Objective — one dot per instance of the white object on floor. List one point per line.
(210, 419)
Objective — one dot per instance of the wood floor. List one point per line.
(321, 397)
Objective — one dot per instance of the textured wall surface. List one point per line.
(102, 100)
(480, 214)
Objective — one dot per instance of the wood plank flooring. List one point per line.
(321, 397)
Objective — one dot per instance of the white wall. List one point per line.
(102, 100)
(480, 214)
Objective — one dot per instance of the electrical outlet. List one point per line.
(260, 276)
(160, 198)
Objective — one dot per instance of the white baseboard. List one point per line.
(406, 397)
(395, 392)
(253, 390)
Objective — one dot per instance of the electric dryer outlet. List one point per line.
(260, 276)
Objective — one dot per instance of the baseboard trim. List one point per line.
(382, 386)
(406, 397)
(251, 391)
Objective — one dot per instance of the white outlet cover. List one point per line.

* * *

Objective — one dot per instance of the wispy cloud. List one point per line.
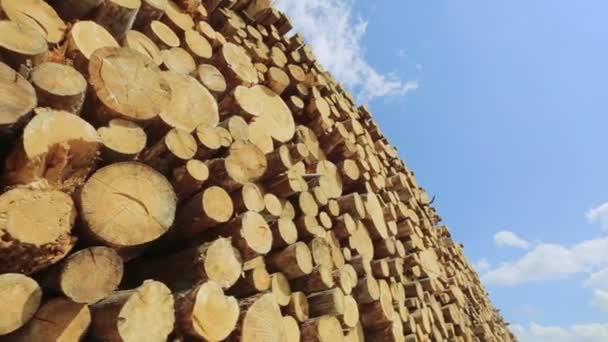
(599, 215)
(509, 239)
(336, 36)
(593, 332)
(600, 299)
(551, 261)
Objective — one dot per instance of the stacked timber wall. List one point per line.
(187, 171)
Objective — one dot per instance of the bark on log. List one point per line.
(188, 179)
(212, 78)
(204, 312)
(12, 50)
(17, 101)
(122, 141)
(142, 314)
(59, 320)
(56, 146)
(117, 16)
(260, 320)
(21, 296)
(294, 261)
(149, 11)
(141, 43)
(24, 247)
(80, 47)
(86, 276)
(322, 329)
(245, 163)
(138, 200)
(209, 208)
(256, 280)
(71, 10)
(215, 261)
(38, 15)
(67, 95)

| WHAT IS NEEDED |
Turn the part of the listing above into a numbered list, starting with the line containing "Objective — one dot per instance of the white object" and ending with the line containing "Objective — one dot per instance of the white outlet", with both of those lines included. Leave out any blank lines.

| RESULT OF THIS EXERCISE |
1. Objective — one dot per instance of the white object on floor. List one point per line.
2. (210, 419)
3. Objective — one dot per instance of the wood floor. List one point per line.
4. (321, 397)
5. Objective — one dot per instance of the textured wall surface. List one point per line.
6. (102, 100)
7. (480, 214)
8. Objective — one dot per instance of the wood plank flooring. List one point per line.
9. (321, 397)
10. Objective — one dot per instance of the white wall. List one point per line.
11. (102, 100)
12. (480, 214)
13. Objective — one dot per instance of the electrical outlet. List one point per line.
14. (260, 276)
15. (160, 198)
16. Objective — one dot per instance of the white baseboard. List one point per line.
17. (406, 397)
18. (395, 392)
19. (253, 390)
20. Objective — one dot per instance of the electric dryer outlet. List one point per line.
21. (260, 276)
22. Objective — one dot per instance of the baseboard trim. List one point per line.
23. (382, 386)
24. (406, 397)
25. (251, 391)
26. Objective — one dot per instance of the white outlet cover. List one point per line.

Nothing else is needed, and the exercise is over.